Text segment:
Role of CLIP in VLMs
Notable VLMs (open source): Intern VL (IMHO best technical papers to learn about VLMs), Qwen VL, PaliGemma, Moondream
All of these use CLIP-derivatives. Either CLIP itself or SigLIP.
However, https://arxiv.org/pdf/2310.08825 shows that also the usage of a language-free vision encoder like the DINO-family is possible.
All of those follow the same rough architecture which consists of:
# Try to read it. Mermaid integration in the blog is going to come later.
flowchart LR
VE[Vision Encoder] --> MLP[MLP] --> LLM[LLM]
This means that in general both Vision Encoder (e.g. CLIP / SigLIP) are taken as-is from pretraining (same goes for the LLM).
Then the MLP is being trained (as a relatively thin layer) to align the Vision-Encoder and LLM.
Then finally, further training is being done - either fine-tuning or RL.
It can be noted that CLIP-derivatives have an outsize role in open-source models.
However, proprietary models more and more start to use grounding for better spatial understanding. E.g. it is very likely that SigLIP2 is used in Gemini 2.5 which was demonstrated to be capable to drive robotic applications as part of a VLAM (Vision-Language-Action-Model): https://arxiv.org/pdf/2507.10672v1
Applications of CLIP outside of VLMs
CLIP shows flexibility in application. Below you can find some examples incl.
- Image segmentation: Paper [Hugging Face Space](
- Image search: Hugging Face Space 1 Hugging Face Space 2
- Detect AI-generated images: Paper
Recommended Youtube Videos
Lucas Beyer (ex Google Deepmind, now Meta AI), one of the authors of SigLIP, explains CLIP, SigLIP, how SigLIP is integrated into PaliGemma and also some interesting findings.
This video below starts out with an introduction to CLIP and then shows how a language free model like DINO learns to see using Self-Supervised-Learning techniques.

Recorded data:

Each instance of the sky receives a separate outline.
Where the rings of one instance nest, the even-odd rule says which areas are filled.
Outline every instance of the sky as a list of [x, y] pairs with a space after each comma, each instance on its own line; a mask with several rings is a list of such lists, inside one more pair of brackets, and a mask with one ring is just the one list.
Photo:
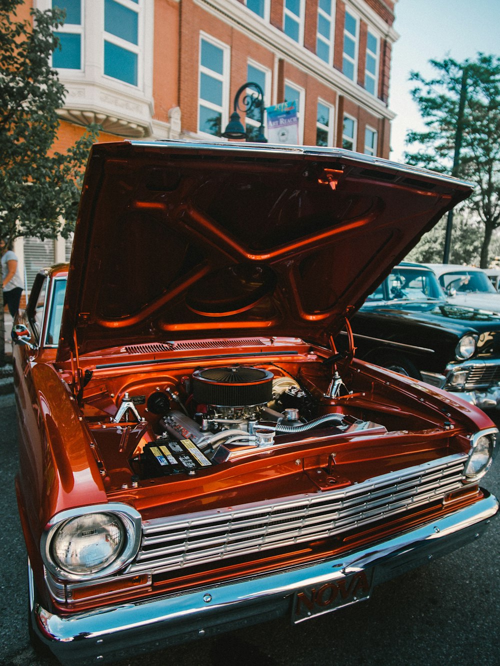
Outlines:
[[394, 28], [401, 35], [393, 47], [389, 108], [391, 159], [403, 161], [409, 129], [423, 126], [411, 99], [411, 71], [434, 75], [430, 59], [447, 56], [462, 62], [478, 51], [500, 55], [500, 0], [399, 0]]

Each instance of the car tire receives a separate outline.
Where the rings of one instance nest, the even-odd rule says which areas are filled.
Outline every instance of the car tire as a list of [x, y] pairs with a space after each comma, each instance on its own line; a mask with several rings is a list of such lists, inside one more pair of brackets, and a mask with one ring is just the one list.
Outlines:
[[417, 366], [405, 356], [385, 356], [372, 362], [376, 363], [383, 368], [386, 368], [388, 370], [393, 370], [394, 372], [399, 372], [399, 374], [405, 375], [407, 377], [413, 377], [413, 379], [421, 380], [422, 379], [422, 376]]

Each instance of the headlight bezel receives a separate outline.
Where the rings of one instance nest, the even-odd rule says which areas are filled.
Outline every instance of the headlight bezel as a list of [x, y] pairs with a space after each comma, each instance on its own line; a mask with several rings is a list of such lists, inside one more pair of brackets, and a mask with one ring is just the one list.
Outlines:
[[[469, 340], [469, 341], [467, 342]], [[457, 361], [467, 361], [469, 358], [472, 358], [474, 354], [477, 350], [477, 341], [479, 338], [477, 335], [473, 333], [466, 333], [465, 335], [463, 335], [460, 340], [457, 343], [457, 346], [455, 348], [455, 358]], [[461, 347], [463, 344], [469, 344], [471, 348], [470, 353], [463, 352], [461, 351]]]
[[[92, 513], [109, 514], [117, 518], [123, 528], [123, 543], [116, 556], [101, 569], [91, 573], [71, 573], [58, 564], [53, 556], [52, 544], [60, 529], [69, 522]], [[141, 523], [139, 511], [126, 504], [117, 502], [62, 511], [49, 521], [42, 534], [40, 549], [43, 563], [53, 576], [68, 581], [95, 581], [109, 576], [123, 568], [137, 555], [141, 543]]]
[[[475, 484], [482, 479], [485, 474], [488, 472], [489, 468], [493, 464], [493, 460], [497, 457], [498, 454], [498, 428], [486, 428], [484, 430], [479, 430], [477, 432], [474, 433], [474, 434], [470, 438], [471, 442], [471, 448], [469, 452], [469, 457], [467, 458], [467, 462], [463, 467], [463, 481], [465, 484]], [[477, 450], [477, 445], [479, 440], [483, 438], [487, 438], [490, 442], [490, 454], [488, 459], [488, 462], [481, 469], [481, 470], [475, 474], [467, 474], [467, 468], [471, 464], [472, 459], [474, 456], [475, 453], [476, 453]]]

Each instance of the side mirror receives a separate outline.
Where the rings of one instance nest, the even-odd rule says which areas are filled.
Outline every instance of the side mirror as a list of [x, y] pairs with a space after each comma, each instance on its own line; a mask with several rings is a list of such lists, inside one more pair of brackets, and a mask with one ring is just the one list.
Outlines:
[[30, 349], [37, 349], [37, 346], [30, 342], [31, 336], [28, 327], [24, 324], [16, 324], [13, 326], [11, 333], [12, 340], [15, 344], [25, 344]]

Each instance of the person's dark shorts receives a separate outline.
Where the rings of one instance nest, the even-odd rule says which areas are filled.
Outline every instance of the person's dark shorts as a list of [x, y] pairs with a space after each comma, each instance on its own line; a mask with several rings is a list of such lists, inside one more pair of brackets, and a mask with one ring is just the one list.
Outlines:
[[9, 312], [13, 317], [15, 316], [17, 314], [17, 310], [19, 309], [21, 294], [22, 293], [23, 289], [21, 287], [14, 287], [13, 289], [9, 289], [9, 291], [3, 292], [3, 302], [7, 304], [9, 308]]

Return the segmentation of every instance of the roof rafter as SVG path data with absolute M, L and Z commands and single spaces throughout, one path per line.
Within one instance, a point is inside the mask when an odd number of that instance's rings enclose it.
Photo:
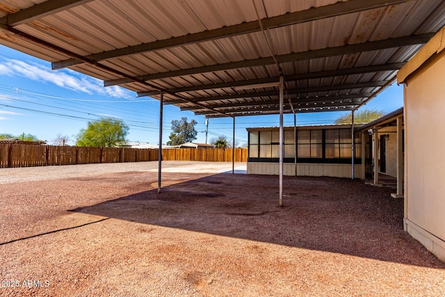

Work instruction: Extend the text above about CLIP and vision-language models, picking up right after its final sentence.

Solved exercise:
Play With CLIP
Glossary
Hypernetwork
"Hypernetwork" is mentioned in section 3.1.2 of the paper. Specifically:
The cosine similarity of these embeddings is then calculated, scaled by a temperature parameter τ, and normalized into a probability distribution via a softmax. Note that this predic- tion layer is a multinomial logistic regression classifier with L2-normalized inputs, L2-normalized weights, no bias, and temperature scaling. When interpreted this way, the image encoder is the computer vision backbone which computes a feature representation for the image and the text encoder is a hypernetwork (Ha et al., 2016) which generates the weights of a linear classifier based on the text specifying the visual concepts that the classes represent.
From ChatGPT:
A hypernetwork is a neural network that outputs the weights of another network, rather than predictions directly.
- Example: Instead of predicting a label, a hypernetwork might output the parameters of a classifier that can then be applied to some other input.
In CLIP’s case:
- Each class description (“a photo of a dog”, “a photo of a cat”) is passed through the text encoder.
- The output embedding of the text encoder acts as the weight vector for a linear classifier that separates that class from others.
- In other words, the text encoder generates the classifier weights on the fly, conditioned on the text prompt.
To put this more into context, consider Fig. 1 (2) and (3) with following annotations:
- The blue box is the multinomial logistic regression classifier with L2-normalized inputs, L2-normalized weights, no bias, and temperature scaling. It is formed by combining both the text embeddings and the calculations like cosine similarity, softmax etc. The text embeddings can change and form the weights of this classifier.
- The weights of this classifier change depending on the prediction task at hand. This will change which labels are encoded. This means that the "Text Encoder" puts out the weights of the classifier for prediction. This makes the "Text Encoder" a hypernetwork. It does not create a self-sufficient prediction, but rather weights for another model.
- The "Image Encoder" extracts the features for the multinomial logistic regression classifier, which serve as input (following along the orange arrow).